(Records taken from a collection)
*****

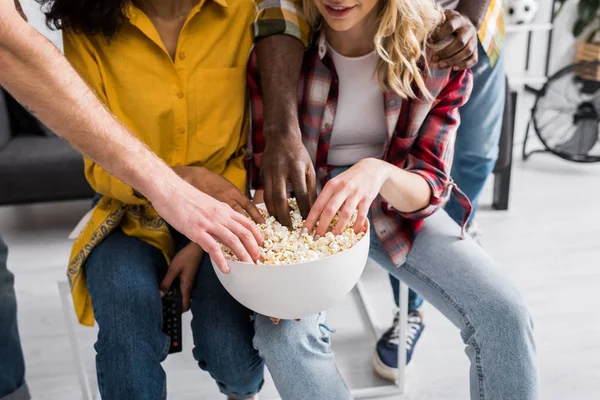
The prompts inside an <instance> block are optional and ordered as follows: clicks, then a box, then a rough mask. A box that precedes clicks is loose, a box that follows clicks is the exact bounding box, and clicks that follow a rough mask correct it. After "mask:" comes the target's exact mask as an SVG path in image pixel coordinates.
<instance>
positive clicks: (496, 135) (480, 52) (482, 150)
mask: <svg viewBox="0 0 600 400" xmlns="http://www.w3.org/2000/svg"><path fill="white" fill-rule="evenodd" d="M505 97H506V78H505V76H504V55H503V53H500V57H498V61H497V62H496V64H495V65H494V67H491V66H490V61H489V58H488V56H487V54H486V53H485V50H483V47H481V44H479V62H478V63H477V65H476V66H475V67H474V68H473V92H472V93H471V97H470V98H469V101H468V102H467V104H465V105H464V106H463V107H462V108H461V109H460V119H461V122H460V126H459V127H458V132H457V134H456V144H455V147H454V162H453V164H452V172H451V175H452V179H454V182H455V183H456V184H457V186H458V187H459V188H460V189H461V190H462V191H463V192H464V193H465V194H466V195H467V197H468V198H469V200H471V204H473V213H472V214H471V221H472V220H473V217H474V215H475V211H476V210H477V201H478V200H479V195H480V194H481V190H482V189H483V186H484V185H485V182H486V180H487V178H488V176H489V175H490V173H491V172H492V170H493V169H494V166H495V165H496V159H497V158H498V142H499V140H500V134H501V133H502V119H503V115H504V100H505ZM446 211H447V212H448V214H449V215H450V217H452V219H453V220H455V221H456V222H457V223H458V224H460V222H461V221H462V217H463V212H464V210H463V209H462V207H461V206H460V204H458V201H456V199H455V198H454V197H451V198H450V200H449V201H448V204H446ZM390 282H391V284H392V291H393V293H394V300H395V301H396V305H398V304H399V303H398V280H397V279H396V278H394V277H393V276H390ZM419 300H421V299H420V298H419V296H418V295H416V294H415V293H414V292H412V290H411V291H410V292H409V311H410V310H411V308H410V307H414V304H419V306H420V303H419ZM421 303H422V301H421Z"/></svg>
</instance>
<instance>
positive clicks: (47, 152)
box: [0, 82, 516, 210]
mask: <svg viewBox="0 0 600 400" xmlns="http://www.w3.org/2000/svg"><path fill="white" fill-rule="evenodd" d="M515 103H516V94H515V93H514V92H511V91H510V88H509V86H508V82H507V93H506V107H505V111H504V123H503V127H502V136H501V138H500V154H499V157H498V161H497V162H496V167H495V168H494V195H493V203H492V207H493V208H494V209H497V210H506V209H508V205H509V194H510V177H511V170H512V148H513V131H514V113H515ZM92 196H93V191H92V189H91V188H90V186H89V185H88V183H87V181H86V180H85V177H84V174H83V159H82V158H81V156H80V155H79V154H78V153H77V152H76V151H75V150H73V149H72V148H71V147H70V146H69V145H68V144H67V143H66V142H64V141H63V140H62V139H59V138H58V137H56V136H55V135H54V134H52V133H51V132H49V131H48V129H46V128H45V127H44V126H43V125H41V124H40V123H39V122H37V120H36V119H35V118H33V117H32V116H31V115H29V113H28V112H27V111H26V110H25V109H24V108H23V107H21V106H20V105H19V104H18V103H17V102H16V101H15V100H14V99H13V98H12V97H10V95H8V94H7V93H6V92H4V91H3V90H2V89H1V88H0V206H2V205H10V204H23V203H33V202H47V201H60V200H75V199H86V198H91V197H92Z"/></svg>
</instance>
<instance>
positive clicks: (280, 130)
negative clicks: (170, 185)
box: [255, 1, 316, 226]
mask: <svg viewBox="0 0 600 400" xmlns="http://www.w3.org/2000/svg"><path fill="white" fill-rule="evenodd" d="M294 4H295V3H294ZM258 8H259V14H258V17H257V20H256V23H255V32H257V34H256V41H257V43H256V52H257V56H258V63H259V66H260V78H261V89H262V99H263V104H264V130H263V133H264V136H265V150H264V152H263V154H262V162H261V178H262V183H263V186H264V189H265V205H266V206H267V210H268V211H269V214H271V215H273V216H275V217H276V218H277V220H279V221H280V222H281V223H282V224H284V225H287V226H291V219H290V215H289V207H288V203H287V188H288V183H291V185H292V188H293V191H294V194H295V197H296V199H297V201H298V206H299V208H300V212H301V214H302V215H303V216H304V217H306V216H308V213H309V211H310V207H311V205H312V203H313V202H314V200H315V198H316V179H315V172H314V168H313V165H312V161H311V159H310V156H309V154H308V152H307V151H306V148H305V147H304V145H303V144H302V133H301V131H300V125H299V123H298V98H297V93H298V80H299V77H300V70H301V67H302V57H303V50H304V47H305V46H306V45H308V38H309V35H310V33H309V32H310V29H309V28H308V24H307V23H306V22H305V20H304V18H303V17H302V14H301V12H300V9H299V8H297V9H296V16H297V18H296V19H295V20H294V21H293V22H290V21H288V23H285V22H286V20H285V15H286V14H284V13H283V12H282V10H281V8H280V7H279V5H278V4H277V2H272V1H269V2H264V1H259V4H258ZM292 24H298V25H297V29H295V30H288V28H287V27H289V26H291V25H292ZM298 32H299V33H300V36H298Z"/></svg>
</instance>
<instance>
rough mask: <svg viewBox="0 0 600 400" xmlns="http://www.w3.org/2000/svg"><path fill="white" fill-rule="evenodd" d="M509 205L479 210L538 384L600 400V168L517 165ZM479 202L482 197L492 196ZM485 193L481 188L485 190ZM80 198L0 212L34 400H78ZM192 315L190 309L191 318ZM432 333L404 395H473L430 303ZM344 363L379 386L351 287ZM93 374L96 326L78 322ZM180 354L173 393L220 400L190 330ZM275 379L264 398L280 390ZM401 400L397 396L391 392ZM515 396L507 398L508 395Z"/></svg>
mask: <svg viewBox="0 0 600 400" xmlns="http://www.w3.org/2000/svg"><path fill="white" fill-rule="evenodd" d="M513 174H514V175H513V176H514V178H513V179H514V181H513V187H512V197H511V206H510V207H511V208H510V211H509V212H497V211H491V210H489V209H488V210H485V209H482V210H481V212H480V214H479V218H478V220H479V223H480V225H481V227H482V228H483V230H484V231H485V236H484V237H483V246H484V247H485V248H486V249H487V250H488V251H489V252H490V253H491V254H492V255H493V257H495V258H496V259H497V260H498V261H499V263H500V265H501V268H503V269H504V270H505V271H506V273H507V274H508V275H509V276H510V277H511V278H512V279H513V280H514V281H515V282H516V284H517V285H518V286H519V287H520V289H521V290H522V292H523V293H524V296H525V298H526V300H527V301H528V303H529V305H530V306H531V309H532V313H533V317H534V320H535V323H536V336H537V345H538V354H539V364H540V375H541V383H542V395H541V399H548V400H550V399H557V400H558V399H560V400H562V399H577V400H587V399H590V400H591V399H598V398H600V385H598V381H599V380H600V307H598V305H599V304H600V261H599V260H600V203H599V200H598V199H599V198H600V165H577V164H571V163H566V162H563V161H560V160H557V159H555V158H553V157H551V156H548V155H535V156H533V157H532V158H531V159H530V160H528V161H527V162H526V163H523V162H520V161H518V162H517V163H516V166H515V169H514V172H513ZM486 195H487V197H486V198H484V199H483V203H489V201H486V200H487V198H489V193H486ZM484 197H485V196H484ZM86 209H87V204H86V203H85V202H75V203H61V204H50V205H33V206H24V207H10V208H0V231H1V232H2V234H3V235H4V237H5V240H6V241H7V243H8V245H9V247H10V256H9V268H10V269H12V270H13V271H14V272H15V274H16V278H17V295H18V300H19V322H20V326H21V333H22V341H23V346H24V350H25V356H26V360H27V366H28V371H27V379H28V381H29V385H30V387H31V390H32V392H33V396H34V399H40V400H75V399H81V398H82V394H81V392H80V389H79V385H78V380H77V375H76V370H75V367H74V365H73V362H72V357H71V350H70V347H69V342H68V340H67V331H66V327H65V323H64V318H63V314H62V311H61V304H60V300H59V296H58V290H57V285H56V282H57V281H58V280H62V279H64V277H65V275H64V271H65V263H66V260H67V257H68V254H69V250H70V242H69V240H68V239H67V235H68V234H69V232H70V230H71V229H72V228H73V227H74V226H75V224H76V223H77V221H78V219H79V218H80V217H81V216H82V215H83V214H84V213H85V211H86ZM363 279H364V282H365V285H366V287H367V288H368V289H369V292H370V293H371V296H372V297H371V299H372V301H373V302H374V304H375V305H376V308H377V310H378V315H377V317H378V325H379V326H380V328H381V329H384V328H385V326H386V325H387V324H389V322H391V318H392V308H391V302H392V300H391V292H390V289H389V285H388V283H387V279H386V277H385V275H384V274H383V272H381V271H380V270H378V269H377V267H376V266H372V265H370V266H369V267H368V268H367V270H366V272H365V275H364V276H363ZM186 318H189V316H186ZM425 318H426V323H427V329H426V330H425V333H424V336H423V339H422V341H421V342H420V344H419V346H418V348H417V352H416V355H415V358H414V361H413V363H412V365H411V367H410V371H409V375H408V377H407V379H408V388H407V393H406V394H405V395H404V396H403V397H402V398H403V399H410V400H417V399H428V400H442V399H443V400H448V399H450V400H454V399H466V398H468V362H467V358H466V356H465V355H464V345H463V344H462V342H461V341H460V338H459V335H458V331H457V329H456V328H455V327H453V326H452V325H451V324H450V323H449V322H447V321H445V320H444V318H443V317H442V316H441V315H440V314H439V313H437V312H436V311H435V310H433V309H431V307H428V306H425ZM330 325H331V326H332V327H334V328H336V329H337V333H336V334H334V336H333V342H334V348H335V351H336V354H337V360H338V364H339V367H340V369H341V371H342V373H343V375H344V376H345V378H346V380H347V382H348V384H349V385H350V386H351V387H353V388H359V387H365V386H368V385H381V384H385V382H383V381H381V380H379V379H377V378H376V377H375V376H374V375H373V373H372V370H371V366H370V359H371V354H372V349H373V345H374V342H375V339H374V337H373V336H372V334H371V333H370V330H369V327H368V325H367V324H366V323H365V320H364V315H363V313H362V309H361V307H360V303H359V302H358V300H357V295H356V293H352V294H351V295H349V296H348V297H347V298H346V299H345V300H344V302H343V303H341V304H339V305H337V306H335V307H333V309H332V310H331V311H330ZM77 335H78V337H79V338H80V340H81V343H82V348H83V349H84V357H85V361H86V369H87V371H88V372H89V373H90V376H91V377H92V385H95V380H94V378H93V373H94V372H93V371H94V366H93V357H94V354H93V353H94V351H93V348H92V344H93V342H94V338H95V330H94V329H87V328H83V327H81V328H78V329H77ZM184 348H185V351H184V352H183V353H181V354H177V355H174V356H171V357H169V358H168V360H167V361H166V362H165V363H164V366H165V368H166V370H167V373H168V387H169V398H170V399H177V400H184V399H186V400H187V399H190V400H191V399H207V400H208V399H222V397H221V396H220V395H219V394H218V392H217V390H216V388H215V385H214V384H213V383H212V382H211V380H210V379H209V377H208V376H207V375H206V374H205V373H204V372H202V371H200V370H199V369H197V367H196V366H195V363H194V361H193V359H192V356H191V354H190V348H191V343H190V335H189V331H188V332H186V336H185V338H184ZM276 397H277V393H276V391H275V389H274V387H273V385H272V383H271V382H270V381H269V382H267V385H266V387H265V389H264V392H263V394H262V396H261V398H262V399H271V398H276ZM395 398H398V396H396V397H395ZM507 400H509V399H507Z"/></svg>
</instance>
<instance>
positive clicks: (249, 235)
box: [228, 216, 261, 263]
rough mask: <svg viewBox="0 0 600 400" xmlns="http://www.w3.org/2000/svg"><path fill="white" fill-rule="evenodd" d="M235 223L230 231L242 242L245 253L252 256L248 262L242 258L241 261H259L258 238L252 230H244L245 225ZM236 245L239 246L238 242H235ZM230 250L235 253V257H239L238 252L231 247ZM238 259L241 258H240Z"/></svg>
mask: <svg viewBox="0 0 600 400" xmlns="http://www.w3.org/2000/svg"><path fill="white" fill-rule="evenodd" d="M242 218H246V217H243V216H242ZM246 219H247V218H246ZM247 220H248V219H247ZM248 221H249V220H248ZM233 222H234V224H232V225H231V226H230V227H228V229H230V230H231V232H232V233H233V235H234V236H235V237H236V238H237V239H238V241H239V242H240V245H241V246H242V248H243V251H244V252H245V253H246V254H248V255H249V256H250V259H249V260H248V261H244V260H242V259H241V258H240V261H244V262H251V263H254V262H256V261H257V260H258V259H260V256H261V252H260V248H259V247H258V243H257V241H256V238H255V237H254V235H253V234H252V232H251V231H250V230H248V229H246V228H244V226H243V225H241V224H239V223H235V222H236V221H233ZM234 245H236V246H237V242H235V244H234ZM229 248H230V249H231V251H233V252H234V254H235V255H237V253H236V251H235V250H234V249H233V248H231V247H229ZM238 258H239V256H238Z"/></svg>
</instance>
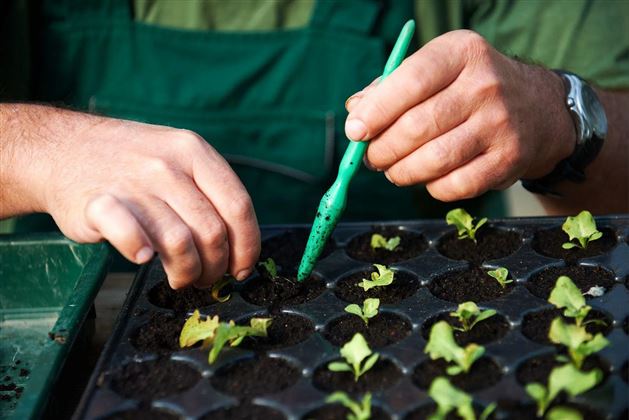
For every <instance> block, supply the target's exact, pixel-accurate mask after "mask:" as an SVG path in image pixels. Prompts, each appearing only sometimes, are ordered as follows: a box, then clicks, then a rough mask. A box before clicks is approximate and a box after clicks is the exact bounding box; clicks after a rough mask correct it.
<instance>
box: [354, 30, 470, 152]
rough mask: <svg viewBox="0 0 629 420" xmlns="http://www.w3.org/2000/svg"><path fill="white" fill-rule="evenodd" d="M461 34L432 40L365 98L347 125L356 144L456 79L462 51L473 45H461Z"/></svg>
mask: <svg viewBox="0 0 629 420" xmlns="http://www.w3.org/2000/svg"><path fill="white" fill-rule="evenodd" d="M461 32H463V31H455V32H451V33H447V34H445V35H442V36H440V37H438V38H435V39H434V40H432V41H430V42H429V43H428V44H426V45H425V46H424V47H422V48H421V49H420V50H419V51H417V52H416V53H415V54H413V55H412V56H410V57H409V58H407V59H406V60H404V62H402V64H401V65H400V67H398V68H397V69H396V70H395V71H394V72H393V73H391V75H389V77H387V78H386V79H385V80H383V81H382V82H381V83H379V84H378V85H377V86H376V87H375V88H374V89H373V91H372V92H370V93H369V95H367V96H365V97H363V99H362V100H361V101H360V103H359V104H357V105H356V107H355V109H353V110H352V112H351V113H350V115H349V116H348V118H347V121H346V122H345V133H346V135H347V137H348V138H350V139H352V140H355V141H358V140H368V139H372V138H374V137H375V136H376V135H377V134H378V133H380V132H381V131H382V130H384V129H385V128H386V127H388V126H389V125H391V124H392V123H393V122H394V121H395V120H396V119H398V118H399V117H400V116H401V115H402V114H403V113H404V112H405V111H407V110H408V109H410V108H412V107H413V106H414V105H416V104H418V103H420V102H423V101H424V100H426V99H427V98H429V97H431V96H432V95H434V94H435V93H437V92H438V91H440V90H441V89H443V88H445V87H446V86H448V85H449V84H450V83H452V82H453V81H454V80H456V78H457V77H458V75H459V74H460V73H461V71H462V70H463V68H464V67H465V62H466V56H465V54H463V51H464V48H465V47H466V46H467V44H468V43H469V42H470V41H466V42H461V38H462V34H461ZM465 33H466V34H467V33H469V34H473V33H472V32H470V31H465ZM471 36H472V35H467V37H471ZM474 37H475V38H480V36H478V35H474ZM481 39H482V38H481Z"/></svg>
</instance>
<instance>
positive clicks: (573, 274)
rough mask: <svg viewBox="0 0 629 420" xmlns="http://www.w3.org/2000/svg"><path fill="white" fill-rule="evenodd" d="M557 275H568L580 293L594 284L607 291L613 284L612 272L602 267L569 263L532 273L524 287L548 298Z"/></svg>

*****

What you are asked to do
Retype the lines from the start of the records up to and including the line with "positive clicks: (496, 135)". Leave the pictures out.

Written solution
The prompts inside an <instance> block are optional and ordered as follows: clicks, then a box, then a rough mask. A box that precedes clicks is loose, a box that follows clicks is the exact bounding box, and clicks that follow a rough mask correct it. After "mask:" comes the target's exact mask as an SVG path in image pixel coordinates.
<instance>
positive clicks: (496, 135) (480, 52) (482, 150)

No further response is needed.